Task to carry out
Reproduce the part of the entries that opens with the line containing "Could you kindly indicate each instance of the car tire" and closes with the line containing "<point>306,953</point>", substituting "automobile tire" for every occurrence of "car tire" and leaving everything else unchanged.
++++ Data provided
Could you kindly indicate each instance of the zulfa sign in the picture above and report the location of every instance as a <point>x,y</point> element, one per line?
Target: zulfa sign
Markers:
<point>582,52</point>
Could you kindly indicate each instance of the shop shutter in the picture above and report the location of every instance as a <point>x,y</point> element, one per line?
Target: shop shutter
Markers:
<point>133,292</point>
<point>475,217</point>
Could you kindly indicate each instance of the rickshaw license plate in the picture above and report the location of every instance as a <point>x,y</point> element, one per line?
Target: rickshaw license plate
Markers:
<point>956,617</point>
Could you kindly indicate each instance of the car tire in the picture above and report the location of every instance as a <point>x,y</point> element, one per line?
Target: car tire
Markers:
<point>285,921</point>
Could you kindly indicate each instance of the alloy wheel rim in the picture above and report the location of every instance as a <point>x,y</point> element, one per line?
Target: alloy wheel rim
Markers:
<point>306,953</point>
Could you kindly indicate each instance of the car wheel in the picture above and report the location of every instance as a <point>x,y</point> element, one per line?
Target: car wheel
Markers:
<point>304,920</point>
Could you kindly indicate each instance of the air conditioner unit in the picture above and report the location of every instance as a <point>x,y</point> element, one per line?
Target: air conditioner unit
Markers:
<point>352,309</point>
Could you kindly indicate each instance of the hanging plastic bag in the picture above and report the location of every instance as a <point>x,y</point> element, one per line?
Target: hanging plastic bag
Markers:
++++++++
Exercise result
Could you kindly indicate each instance of the automobile tire in the picture above and report the location of every instance as a <point>x,y</point> element, one per line?
Target: automobile tire
Markers:
<point>285,921</point>
Could you kindly indicate each instance of the alloy wheel rim in the picture above and report the location of every instance as a <point>x,y</point> element, one per line?
Target: alloy wheel rim
Markers:
<point>306,953</point>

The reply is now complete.